Pick out each line of the material below that contains the word "dark" and copy those lines. Only matches with the same uppercase and lowercase letters count.
--- BEGIN RECORDS ---
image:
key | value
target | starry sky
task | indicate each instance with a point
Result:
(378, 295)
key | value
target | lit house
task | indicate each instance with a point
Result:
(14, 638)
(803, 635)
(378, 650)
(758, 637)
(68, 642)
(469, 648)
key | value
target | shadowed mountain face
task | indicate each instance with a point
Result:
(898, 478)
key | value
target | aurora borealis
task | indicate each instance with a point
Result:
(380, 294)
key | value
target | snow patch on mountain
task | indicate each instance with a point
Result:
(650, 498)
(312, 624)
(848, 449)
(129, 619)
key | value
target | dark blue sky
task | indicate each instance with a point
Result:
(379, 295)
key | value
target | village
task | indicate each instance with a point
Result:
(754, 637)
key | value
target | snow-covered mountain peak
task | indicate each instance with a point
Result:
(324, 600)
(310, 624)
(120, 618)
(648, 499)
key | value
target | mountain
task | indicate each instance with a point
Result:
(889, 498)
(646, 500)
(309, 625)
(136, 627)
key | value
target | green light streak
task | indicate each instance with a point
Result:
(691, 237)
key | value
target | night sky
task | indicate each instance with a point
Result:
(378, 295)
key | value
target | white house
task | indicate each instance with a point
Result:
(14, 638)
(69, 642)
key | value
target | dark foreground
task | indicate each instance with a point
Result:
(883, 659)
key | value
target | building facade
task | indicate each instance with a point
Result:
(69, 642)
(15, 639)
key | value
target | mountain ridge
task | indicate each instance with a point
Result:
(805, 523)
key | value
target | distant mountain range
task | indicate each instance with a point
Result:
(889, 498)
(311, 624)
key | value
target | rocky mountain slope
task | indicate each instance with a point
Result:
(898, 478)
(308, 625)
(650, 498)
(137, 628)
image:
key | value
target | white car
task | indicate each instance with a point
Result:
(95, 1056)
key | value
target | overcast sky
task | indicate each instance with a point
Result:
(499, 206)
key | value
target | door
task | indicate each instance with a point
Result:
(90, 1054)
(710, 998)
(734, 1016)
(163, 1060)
--- END RECORDS ---
CORRECT RESULT:
target | dark blue sky
target | dark foreground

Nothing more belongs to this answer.